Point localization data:
====================

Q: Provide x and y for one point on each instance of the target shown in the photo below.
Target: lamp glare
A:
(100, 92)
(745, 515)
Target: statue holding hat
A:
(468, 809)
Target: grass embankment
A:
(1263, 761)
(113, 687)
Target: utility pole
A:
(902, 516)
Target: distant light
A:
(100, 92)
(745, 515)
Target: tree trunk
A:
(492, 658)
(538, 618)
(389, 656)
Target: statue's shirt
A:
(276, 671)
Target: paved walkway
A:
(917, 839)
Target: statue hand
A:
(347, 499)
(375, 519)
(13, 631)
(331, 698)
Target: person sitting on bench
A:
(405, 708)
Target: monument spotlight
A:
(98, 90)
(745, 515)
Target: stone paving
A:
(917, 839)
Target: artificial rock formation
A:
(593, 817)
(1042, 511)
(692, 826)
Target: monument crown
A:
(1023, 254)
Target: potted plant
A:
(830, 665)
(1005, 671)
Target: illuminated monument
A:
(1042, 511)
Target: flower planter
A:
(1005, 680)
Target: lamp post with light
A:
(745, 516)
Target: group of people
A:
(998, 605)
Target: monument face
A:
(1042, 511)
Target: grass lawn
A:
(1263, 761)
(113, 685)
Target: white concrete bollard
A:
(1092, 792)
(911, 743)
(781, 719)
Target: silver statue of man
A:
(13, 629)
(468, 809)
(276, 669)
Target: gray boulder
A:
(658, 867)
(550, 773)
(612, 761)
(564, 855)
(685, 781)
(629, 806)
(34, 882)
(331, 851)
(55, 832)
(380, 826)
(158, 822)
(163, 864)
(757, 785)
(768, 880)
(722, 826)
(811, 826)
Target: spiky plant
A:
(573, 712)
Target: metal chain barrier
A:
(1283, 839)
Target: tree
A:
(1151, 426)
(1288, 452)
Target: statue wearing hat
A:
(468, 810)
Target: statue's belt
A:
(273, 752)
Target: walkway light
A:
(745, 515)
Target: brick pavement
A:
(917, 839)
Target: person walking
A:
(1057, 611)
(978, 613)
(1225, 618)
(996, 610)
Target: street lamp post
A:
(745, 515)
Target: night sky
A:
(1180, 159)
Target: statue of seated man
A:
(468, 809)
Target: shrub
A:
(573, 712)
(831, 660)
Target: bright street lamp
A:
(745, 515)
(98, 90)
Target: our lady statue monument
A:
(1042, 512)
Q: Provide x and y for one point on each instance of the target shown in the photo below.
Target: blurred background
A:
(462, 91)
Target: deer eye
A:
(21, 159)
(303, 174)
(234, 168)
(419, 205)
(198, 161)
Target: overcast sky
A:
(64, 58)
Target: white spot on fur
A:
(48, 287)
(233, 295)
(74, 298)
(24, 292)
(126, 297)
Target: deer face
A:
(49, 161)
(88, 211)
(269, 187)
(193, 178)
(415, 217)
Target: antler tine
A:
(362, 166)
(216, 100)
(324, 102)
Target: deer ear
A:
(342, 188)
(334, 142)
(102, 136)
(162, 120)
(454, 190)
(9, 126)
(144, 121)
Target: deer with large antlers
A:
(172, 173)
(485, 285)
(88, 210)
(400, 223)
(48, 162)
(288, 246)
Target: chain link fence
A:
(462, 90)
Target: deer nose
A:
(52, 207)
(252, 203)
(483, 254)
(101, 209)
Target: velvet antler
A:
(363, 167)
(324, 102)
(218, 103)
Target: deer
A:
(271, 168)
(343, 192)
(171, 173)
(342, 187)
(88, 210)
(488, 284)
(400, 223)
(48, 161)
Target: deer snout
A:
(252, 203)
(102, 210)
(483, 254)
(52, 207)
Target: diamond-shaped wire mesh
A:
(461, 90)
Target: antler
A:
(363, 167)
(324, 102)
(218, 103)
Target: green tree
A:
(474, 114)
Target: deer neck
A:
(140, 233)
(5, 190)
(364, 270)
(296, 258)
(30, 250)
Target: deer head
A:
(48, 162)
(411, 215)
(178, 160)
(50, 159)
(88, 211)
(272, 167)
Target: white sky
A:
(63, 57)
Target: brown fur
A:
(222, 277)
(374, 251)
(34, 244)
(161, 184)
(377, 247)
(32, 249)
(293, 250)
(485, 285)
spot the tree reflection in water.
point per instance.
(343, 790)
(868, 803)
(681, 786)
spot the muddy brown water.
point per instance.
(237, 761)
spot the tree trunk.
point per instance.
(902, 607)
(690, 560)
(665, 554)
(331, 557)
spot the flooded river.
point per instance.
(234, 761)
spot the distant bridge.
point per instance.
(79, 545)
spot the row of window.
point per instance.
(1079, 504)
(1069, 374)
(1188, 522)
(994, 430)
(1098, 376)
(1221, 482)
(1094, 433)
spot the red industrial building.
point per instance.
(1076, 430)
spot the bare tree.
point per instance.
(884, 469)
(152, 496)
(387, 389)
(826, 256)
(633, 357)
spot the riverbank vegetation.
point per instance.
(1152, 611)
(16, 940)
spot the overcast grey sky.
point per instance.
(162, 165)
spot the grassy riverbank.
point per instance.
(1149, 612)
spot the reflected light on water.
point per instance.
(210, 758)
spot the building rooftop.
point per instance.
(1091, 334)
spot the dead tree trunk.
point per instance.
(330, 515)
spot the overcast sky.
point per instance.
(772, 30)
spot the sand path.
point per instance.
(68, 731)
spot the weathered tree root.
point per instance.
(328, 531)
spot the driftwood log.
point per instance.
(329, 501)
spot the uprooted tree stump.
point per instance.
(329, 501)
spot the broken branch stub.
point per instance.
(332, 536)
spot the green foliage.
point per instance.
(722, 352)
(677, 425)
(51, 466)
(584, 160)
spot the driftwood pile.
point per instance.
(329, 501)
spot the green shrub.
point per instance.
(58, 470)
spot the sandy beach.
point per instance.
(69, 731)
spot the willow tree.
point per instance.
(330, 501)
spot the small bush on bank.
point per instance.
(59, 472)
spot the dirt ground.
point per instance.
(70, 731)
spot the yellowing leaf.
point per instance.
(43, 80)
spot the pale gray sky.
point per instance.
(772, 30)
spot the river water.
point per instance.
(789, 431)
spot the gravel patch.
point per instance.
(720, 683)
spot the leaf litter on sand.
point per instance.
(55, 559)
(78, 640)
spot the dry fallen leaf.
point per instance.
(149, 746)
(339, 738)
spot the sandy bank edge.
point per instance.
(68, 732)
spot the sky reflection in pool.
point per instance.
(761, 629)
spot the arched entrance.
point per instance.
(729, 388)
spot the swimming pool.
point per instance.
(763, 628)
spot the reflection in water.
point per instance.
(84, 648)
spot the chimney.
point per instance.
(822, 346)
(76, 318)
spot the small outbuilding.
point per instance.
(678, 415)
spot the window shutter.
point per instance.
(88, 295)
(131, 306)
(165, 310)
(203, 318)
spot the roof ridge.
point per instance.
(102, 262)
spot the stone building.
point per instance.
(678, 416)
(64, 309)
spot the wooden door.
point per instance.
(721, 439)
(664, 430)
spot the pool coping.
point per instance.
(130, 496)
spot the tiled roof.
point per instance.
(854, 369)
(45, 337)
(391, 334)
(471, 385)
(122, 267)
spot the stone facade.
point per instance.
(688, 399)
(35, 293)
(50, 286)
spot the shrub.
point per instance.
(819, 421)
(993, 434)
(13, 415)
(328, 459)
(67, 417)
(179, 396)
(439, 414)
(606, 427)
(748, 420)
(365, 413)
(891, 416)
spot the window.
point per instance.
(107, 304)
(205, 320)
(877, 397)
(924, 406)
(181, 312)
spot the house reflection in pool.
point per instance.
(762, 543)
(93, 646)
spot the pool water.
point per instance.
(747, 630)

====================

Task:
Beginning at the line above that contains "spot the distant bridge.", return each line exactly through the line that contains "spot the bare tree.", and no others.

Problem solution:
spot the distant bridge.
point per instance.
(79, 545)
spot the row of window.
point per instance.
(1079, 504)
(1069, 374)
(1188, 522)
(994, 430)
(1098, 376)
(1221, 482)
(1094, 433)
spot the red industrial building.
point per instance.
(1076, 430)
spot the bare tree.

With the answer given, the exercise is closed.